- [EXERCISE MATERIALS]:
======

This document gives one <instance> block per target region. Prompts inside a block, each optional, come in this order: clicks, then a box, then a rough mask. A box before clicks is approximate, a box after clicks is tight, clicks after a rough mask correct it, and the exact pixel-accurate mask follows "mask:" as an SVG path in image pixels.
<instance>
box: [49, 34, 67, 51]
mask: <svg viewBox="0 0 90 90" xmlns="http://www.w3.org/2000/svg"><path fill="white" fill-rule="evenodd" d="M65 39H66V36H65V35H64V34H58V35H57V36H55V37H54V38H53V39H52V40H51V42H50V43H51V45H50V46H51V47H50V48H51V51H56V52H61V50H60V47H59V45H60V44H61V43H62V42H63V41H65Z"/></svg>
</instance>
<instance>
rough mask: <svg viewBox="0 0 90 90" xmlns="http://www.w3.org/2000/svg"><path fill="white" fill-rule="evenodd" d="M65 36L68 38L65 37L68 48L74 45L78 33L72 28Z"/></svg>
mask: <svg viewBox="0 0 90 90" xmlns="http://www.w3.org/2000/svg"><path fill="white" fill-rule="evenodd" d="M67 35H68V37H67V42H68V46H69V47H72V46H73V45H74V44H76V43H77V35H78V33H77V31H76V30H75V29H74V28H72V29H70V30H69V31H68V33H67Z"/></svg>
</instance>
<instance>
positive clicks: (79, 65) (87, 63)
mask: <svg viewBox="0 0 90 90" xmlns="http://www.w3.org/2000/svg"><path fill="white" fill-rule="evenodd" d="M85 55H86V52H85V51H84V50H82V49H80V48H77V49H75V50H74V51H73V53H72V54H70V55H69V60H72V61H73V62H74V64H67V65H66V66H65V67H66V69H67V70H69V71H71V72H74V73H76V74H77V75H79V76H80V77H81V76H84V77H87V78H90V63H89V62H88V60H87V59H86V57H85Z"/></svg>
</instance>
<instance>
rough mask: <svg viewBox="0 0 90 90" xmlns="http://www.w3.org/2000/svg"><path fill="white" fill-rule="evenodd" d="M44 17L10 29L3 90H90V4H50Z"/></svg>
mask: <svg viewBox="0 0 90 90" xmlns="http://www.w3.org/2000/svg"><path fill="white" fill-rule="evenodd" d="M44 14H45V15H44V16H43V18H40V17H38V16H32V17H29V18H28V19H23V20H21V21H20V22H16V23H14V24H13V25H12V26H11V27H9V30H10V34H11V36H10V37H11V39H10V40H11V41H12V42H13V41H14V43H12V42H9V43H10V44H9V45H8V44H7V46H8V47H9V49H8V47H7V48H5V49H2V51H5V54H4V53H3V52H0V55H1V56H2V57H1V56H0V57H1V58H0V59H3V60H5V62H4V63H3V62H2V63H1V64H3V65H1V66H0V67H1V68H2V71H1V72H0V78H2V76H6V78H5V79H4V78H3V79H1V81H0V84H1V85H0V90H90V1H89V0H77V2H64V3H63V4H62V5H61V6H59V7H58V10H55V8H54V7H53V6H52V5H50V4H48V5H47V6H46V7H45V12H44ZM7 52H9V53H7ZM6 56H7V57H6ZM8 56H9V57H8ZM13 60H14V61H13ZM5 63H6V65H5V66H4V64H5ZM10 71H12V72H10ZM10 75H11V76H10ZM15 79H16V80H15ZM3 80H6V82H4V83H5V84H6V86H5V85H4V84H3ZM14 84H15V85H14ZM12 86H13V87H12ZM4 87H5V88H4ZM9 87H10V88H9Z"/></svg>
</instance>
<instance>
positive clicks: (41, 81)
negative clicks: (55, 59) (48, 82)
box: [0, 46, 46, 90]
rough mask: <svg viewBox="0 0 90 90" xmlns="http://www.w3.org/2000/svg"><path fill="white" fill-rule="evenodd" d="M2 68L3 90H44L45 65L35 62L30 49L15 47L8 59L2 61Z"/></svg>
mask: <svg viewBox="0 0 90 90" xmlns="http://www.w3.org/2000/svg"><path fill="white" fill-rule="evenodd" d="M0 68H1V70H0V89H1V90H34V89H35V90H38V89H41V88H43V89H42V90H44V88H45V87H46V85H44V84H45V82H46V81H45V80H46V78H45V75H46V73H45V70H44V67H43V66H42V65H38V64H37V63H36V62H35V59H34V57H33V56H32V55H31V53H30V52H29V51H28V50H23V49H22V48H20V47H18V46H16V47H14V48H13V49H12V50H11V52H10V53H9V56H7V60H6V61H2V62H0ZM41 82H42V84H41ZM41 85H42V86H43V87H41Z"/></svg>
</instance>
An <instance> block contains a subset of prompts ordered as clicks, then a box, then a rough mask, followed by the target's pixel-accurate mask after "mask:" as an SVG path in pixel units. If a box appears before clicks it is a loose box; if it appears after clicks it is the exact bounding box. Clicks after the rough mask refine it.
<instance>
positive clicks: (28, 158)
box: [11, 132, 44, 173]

======

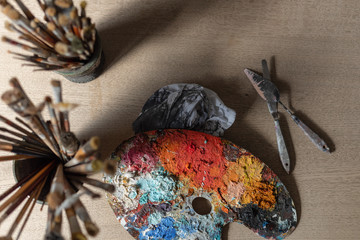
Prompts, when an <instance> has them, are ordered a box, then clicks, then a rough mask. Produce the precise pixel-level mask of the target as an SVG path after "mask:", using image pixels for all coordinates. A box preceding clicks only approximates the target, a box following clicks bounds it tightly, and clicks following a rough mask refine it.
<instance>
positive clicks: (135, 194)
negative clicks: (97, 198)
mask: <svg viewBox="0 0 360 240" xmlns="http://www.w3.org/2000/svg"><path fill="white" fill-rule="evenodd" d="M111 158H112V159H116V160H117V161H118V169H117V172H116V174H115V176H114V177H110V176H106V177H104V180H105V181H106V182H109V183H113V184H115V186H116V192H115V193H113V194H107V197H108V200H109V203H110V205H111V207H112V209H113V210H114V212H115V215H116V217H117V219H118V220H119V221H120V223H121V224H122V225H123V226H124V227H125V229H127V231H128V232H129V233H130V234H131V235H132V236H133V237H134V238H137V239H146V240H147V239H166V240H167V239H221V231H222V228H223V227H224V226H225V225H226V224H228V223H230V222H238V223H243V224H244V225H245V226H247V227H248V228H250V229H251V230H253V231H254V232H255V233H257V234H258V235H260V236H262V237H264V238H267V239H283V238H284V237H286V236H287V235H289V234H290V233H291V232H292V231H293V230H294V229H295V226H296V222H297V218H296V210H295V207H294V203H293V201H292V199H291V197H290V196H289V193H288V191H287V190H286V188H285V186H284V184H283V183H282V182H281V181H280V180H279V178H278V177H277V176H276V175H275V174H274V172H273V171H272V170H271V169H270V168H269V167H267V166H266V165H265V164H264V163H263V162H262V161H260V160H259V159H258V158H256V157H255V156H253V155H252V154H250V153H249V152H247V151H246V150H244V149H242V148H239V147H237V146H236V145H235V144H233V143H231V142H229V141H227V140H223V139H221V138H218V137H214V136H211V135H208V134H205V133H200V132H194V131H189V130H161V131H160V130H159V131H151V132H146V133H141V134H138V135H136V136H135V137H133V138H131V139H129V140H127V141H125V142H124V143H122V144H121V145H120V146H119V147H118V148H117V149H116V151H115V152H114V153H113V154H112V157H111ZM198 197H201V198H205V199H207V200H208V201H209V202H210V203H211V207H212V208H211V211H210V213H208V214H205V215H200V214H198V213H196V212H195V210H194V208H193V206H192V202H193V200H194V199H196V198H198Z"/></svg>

======

- [TRY IT]: Transcribe the listing above verbatim, everything from the line containing "Prompts, when an" down to the line containing "negative clicks: (97, 198)", both of those lines included.

- [YOUR RESPONSE]:
Prompts, when an <instance> has them, are ordered a box, then clicks, then a rough mask. Produce the precise pixel-level mask of the target as an SVG path after "mask:", using image pixels for all coordinates. A box preceding clicks only approximates the target, a box following clicks bounds it tightly, and clicks following a rough mask refine it.
<instance>
positive clicks: (135, 194)
negative clicks: (97, 198)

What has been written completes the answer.